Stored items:
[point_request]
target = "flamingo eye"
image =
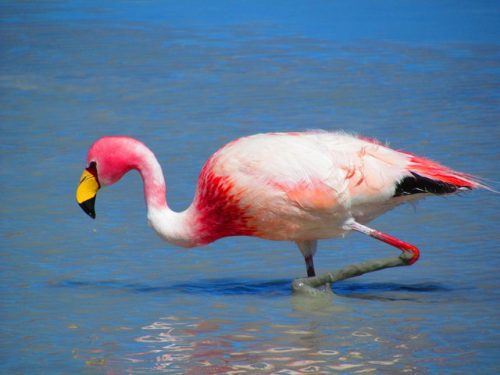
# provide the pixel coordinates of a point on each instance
(92, 168)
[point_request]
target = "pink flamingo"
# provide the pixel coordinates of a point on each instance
(299, 187)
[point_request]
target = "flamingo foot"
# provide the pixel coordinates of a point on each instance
(321, 285)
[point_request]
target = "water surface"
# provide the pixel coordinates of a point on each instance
(108, 296)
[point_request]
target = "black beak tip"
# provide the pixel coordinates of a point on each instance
(88, 207)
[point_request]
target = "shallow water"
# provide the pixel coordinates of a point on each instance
(108, 296)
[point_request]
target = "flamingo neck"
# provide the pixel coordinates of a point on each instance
(174, 227)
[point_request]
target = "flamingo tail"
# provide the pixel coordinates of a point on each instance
(428, 176)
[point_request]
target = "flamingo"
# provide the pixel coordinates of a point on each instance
(298, 186)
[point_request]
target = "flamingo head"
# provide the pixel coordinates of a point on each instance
(108, 159)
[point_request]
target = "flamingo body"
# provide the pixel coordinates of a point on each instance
(280, 186)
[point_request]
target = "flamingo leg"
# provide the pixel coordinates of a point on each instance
(401, 245)
(310, 266)
(308, 249)
(409, 255)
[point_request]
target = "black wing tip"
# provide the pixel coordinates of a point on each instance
(417, 184)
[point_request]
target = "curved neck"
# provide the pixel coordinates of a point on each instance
(152, 176)
(175, 227)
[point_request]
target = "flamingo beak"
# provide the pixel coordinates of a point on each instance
(87, 191)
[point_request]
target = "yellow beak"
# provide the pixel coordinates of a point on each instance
(86, 192)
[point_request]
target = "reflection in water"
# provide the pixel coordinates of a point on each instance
(176, 344)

WHAT YOU WILL DO
Quote the data exactly, leaving every image out of the copy.

ANSWER FOR THE TASK
[point_request]
target = "flamingo eye"
image =
# provide the pixel coordinates of a point on each instance
(92, 168)
[point_request]
target = "pink flamingo"
# provide the pixel coordinates of a point on each instance
(299, 187)
[point_request]
target = "flamingo foot"
# provide the pixel coordinates of a point on each instance
(321, 285)
[point_request]
target = "water surface"
# provide the pixel coordinates of a point on each instance
(108, 296)
[point_request]
target = "black beak tip"
# provide the pixel coordinates of a point on each instance
(88, 207)
[point_request]
target = "shallow water"
# provide the pixel coordinates of a point on each instance
(108, 296)
[point_request]
target = "flamingo neck"
# provide the pixel coordinates of a point on each instance
(174, 227)
[point_request]
target = "flamingo tail"
# provide the pixel coordinates of a point on each instance
(428, 176)
[point_request]
target = "flamingo"
# provide the pixel coordinates of a point on each instance
(298, 186)
[point_request]
target = "flamingo head"
# provide the pixel coordinates of a point on each instance
(108, 159)
[point_request]
target = "flamingo body"
# provide the pixel coordinates of a point on each instance
(280, 186)
[point_request]
target = "flamingo leg"
# provide the pixel coordinates of a point on each instance
(401, 245)
(310, 266)
(308, 249)
(409, 255)
[point_request]
target = "black wing tip"
# provide the pixel coordinates of a point on each instance
(417, 184)
[point_request]
target = "curved neck"
# provide the pixel coordinates of a point on each instance
(152, 176)
(175, 227)
[point_request]
target = "flamingo beak"
# provide the pixel coordinates of a point on each instance
(87, 191)
[point_request]
target = "yellow beak"
# provide the pixel coordinates of a point on each instance
(86, 192)
[point_request]
target = "reflection in water"
# provide the pixel coordinates of a point on each instance
(176, 344)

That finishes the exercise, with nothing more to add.